YOUR OBJECTIVE: Make an exact copy of all the records.

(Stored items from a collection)
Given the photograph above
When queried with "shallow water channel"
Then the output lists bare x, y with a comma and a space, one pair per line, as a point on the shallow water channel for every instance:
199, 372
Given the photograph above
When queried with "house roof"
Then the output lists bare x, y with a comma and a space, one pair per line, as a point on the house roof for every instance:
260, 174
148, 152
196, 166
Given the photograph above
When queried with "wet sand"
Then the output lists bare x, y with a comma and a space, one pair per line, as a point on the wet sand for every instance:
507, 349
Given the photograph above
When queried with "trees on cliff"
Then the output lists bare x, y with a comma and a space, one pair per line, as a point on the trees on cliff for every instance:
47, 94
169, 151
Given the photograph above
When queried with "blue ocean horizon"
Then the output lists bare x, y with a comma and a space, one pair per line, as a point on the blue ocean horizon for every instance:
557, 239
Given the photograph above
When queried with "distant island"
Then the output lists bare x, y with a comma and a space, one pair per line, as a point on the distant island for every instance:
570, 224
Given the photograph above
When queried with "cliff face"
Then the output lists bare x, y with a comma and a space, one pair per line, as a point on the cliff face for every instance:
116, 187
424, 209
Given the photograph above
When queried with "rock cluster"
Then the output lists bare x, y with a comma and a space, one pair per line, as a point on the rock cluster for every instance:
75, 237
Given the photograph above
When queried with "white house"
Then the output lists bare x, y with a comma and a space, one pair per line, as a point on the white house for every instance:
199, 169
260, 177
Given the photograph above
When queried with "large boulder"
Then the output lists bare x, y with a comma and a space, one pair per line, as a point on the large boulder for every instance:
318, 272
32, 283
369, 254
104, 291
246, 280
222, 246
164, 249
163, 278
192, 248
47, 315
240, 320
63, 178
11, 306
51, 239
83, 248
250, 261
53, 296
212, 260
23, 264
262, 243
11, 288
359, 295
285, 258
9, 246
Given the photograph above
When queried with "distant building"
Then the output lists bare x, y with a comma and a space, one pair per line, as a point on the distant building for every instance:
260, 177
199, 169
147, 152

THE SOLUTION:
Given the photograph above
When queried with "shallow water channel"
Then the output lists bare x, y with a comma and a space, one pair per line, as a point on the shallow water channel for every instance:
199, 372
Given the photograph above
When queried with "house roof"
Then the output lists bare x, y with a comma and a space, one pair per line, as a point on the house roof for every instance:
260, 174
148, 152
196, 166
Given the photograph above
When queried with "wet sand"
Then the output lists bare x, y with a comma and a space, one pair per line, as a point on the wet sand for every instance:
507, 349
Given the photograph above
When queried with "trees on cliff"
Then the output lists bare x, y with a comma and a space, one pair per line, as a point on the trees on cliff for every instance:
47, 94
169, 151
Given the photograph above
When queried with "blue ocean horizon"
Then the output lists bare x, y with a comma and a space, one pair per line, as a point on the blue ocean horizon for every instance:
557, 239
Given the photograph above
When queried with "distant island"
Then the output lists bare x, y with a comma and a space, one pair per line, as a point on the distant island for every instance:
570, 224
Given the photograph above
When queried with "cliff face"
Then the output lists bare x, y with a comma and a space, one pair per line, as a point on the cliff face for every instance:
116, 187
424, 209
Given the photograph above
When queried with "rock cluster"
Then the output lists bare x, y with a comma and a space, one pair per line, as a point on the rock cluster for every instance:
75, 237
Given the photograph above
When queried with "white house"
Then the output lists bare x, y with a comma and a space, one pair per line, as a point on the white house for every instance:
199, 169
260, 177
Given the photograph above
When queried with "large boulder"
Then the output lists bare x, y with a comma and a space, one pair per line, as a point on the large boulder for every instance:
318, 272
32, 283
369, 254
104, 291
246, 280
222, 246
164, 249
163, 278
192, 248
47, 315
240, 320
63, 178
11, 306
51, 239
83, 248
250, 261
53, 296
212, 260
23, 264
262, 243
11, 288
359, 295
285, 258
9, 246
Given the photograph above
When queried with "distant building"
Then the output lists bare x, y with a comma and a space, one pair per line, as a point on the distant building for every instance:
260, 177
199, 169
147, 152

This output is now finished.